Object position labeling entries

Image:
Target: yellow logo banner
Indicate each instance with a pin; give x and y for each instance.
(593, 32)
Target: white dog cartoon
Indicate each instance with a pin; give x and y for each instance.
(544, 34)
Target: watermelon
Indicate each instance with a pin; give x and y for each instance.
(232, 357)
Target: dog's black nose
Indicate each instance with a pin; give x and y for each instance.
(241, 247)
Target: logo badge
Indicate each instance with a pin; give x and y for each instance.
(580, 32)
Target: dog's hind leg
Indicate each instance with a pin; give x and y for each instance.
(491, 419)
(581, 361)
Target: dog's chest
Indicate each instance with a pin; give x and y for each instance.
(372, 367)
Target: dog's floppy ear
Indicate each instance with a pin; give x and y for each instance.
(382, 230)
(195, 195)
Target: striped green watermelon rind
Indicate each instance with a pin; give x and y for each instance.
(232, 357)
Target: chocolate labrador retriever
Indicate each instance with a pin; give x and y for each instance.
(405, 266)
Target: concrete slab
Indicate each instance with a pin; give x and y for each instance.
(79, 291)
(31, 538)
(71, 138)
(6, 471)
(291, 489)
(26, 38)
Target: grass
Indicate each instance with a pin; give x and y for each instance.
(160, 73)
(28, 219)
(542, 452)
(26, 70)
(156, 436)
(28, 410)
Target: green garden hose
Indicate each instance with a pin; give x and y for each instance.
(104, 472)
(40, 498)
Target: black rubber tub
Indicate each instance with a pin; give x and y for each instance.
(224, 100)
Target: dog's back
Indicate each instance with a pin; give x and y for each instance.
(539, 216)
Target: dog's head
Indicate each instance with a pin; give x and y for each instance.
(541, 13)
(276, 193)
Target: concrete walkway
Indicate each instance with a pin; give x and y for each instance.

---

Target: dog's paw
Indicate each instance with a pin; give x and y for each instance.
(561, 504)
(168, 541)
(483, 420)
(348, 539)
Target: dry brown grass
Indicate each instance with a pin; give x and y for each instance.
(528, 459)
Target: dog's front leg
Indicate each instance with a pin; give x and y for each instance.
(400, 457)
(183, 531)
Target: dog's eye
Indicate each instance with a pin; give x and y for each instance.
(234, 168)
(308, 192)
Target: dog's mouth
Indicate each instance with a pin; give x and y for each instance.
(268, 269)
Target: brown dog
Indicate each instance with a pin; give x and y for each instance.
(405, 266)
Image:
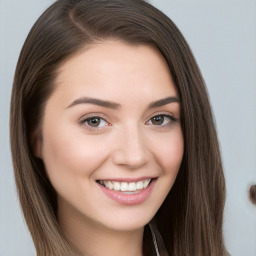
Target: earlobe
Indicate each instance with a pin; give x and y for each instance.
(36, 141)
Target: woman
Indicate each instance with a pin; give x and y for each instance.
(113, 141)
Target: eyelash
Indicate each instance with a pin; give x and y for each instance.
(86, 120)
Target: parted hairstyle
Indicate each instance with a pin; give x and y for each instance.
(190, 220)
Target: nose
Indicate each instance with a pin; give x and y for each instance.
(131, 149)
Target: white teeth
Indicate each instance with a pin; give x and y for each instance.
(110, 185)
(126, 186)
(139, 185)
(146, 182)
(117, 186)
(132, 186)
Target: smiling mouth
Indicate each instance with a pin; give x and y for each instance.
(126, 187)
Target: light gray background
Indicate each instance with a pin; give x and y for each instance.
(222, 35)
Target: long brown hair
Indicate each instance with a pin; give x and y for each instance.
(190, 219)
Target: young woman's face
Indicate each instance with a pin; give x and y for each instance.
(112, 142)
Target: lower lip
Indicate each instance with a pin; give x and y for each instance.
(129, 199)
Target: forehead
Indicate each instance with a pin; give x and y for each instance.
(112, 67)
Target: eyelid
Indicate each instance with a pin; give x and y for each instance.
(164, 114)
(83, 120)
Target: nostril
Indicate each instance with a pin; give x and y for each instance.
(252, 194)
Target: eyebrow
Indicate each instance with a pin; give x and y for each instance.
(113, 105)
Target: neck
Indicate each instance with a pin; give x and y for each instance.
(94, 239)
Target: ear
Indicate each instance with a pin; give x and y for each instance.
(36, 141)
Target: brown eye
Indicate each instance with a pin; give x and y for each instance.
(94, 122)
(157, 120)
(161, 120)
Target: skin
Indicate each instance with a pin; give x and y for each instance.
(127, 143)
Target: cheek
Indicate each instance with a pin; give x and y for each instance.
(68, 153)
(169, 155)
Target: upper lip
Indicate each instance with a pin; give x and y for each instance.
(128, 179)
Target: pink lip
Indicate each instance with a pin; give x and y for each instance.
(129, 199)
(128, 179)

...

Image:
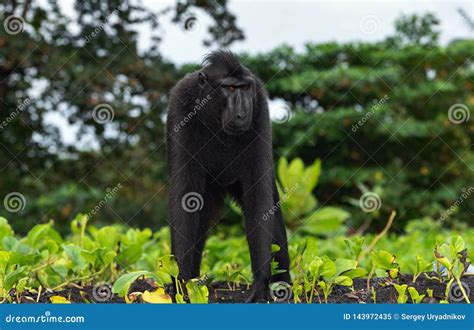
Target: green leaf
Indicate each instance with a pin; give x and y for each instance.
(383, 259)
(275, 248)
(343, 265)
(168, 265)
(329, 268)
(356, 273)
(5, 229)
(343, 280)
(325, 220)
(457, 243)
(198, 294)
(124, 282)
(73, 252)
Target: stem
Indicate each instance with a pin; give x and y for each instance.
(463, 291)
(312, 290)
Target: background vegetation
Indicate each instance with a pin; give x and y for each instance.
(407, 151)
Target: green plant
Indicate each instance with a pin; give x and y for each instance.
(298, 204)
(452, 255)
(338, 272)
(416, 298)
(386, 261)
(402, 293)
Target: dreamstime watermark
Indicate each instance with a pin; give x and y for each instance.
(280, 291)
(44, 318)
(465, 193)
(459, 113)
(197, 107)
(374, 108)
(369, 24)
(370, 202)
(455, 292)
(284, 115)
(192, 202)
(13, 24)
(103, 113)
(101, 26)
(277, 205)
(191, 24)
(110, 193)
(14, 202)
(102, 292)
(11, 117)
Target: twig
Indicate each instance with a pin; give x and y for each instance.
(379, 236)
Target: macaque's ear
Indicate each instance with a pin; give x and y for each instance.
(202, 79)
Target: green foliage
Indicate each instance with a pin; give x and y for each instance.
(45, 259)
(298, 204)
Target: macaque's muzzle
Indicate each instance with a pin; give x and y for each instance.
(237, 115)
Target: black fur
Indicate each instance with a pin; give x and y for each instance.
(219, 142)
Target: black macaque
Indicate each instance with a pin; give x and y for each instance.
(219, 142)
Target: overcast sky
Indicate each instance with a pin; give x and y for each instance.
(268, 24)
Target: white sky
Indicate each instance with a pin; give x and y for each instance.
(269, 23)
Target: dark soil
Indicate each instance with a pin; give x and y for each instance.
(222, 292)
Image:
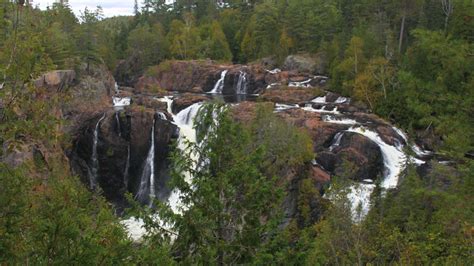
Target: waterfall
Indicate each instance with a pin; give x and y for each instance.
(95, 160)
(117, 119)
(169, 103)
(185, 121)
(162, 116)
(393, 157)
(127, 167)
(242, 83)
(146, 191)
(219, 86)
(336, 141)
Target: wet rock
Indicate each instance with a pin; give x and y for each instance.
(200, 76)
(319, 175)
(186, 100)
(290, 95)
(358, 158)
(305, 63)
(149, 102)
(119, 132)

» Exercise description
Select every line in the rows above that contains the string "macaque", matching case exactly, and copy each one in full.

» Result of the task
Target: macaque's ear
Target: macaque's muzzle
Target: black macaque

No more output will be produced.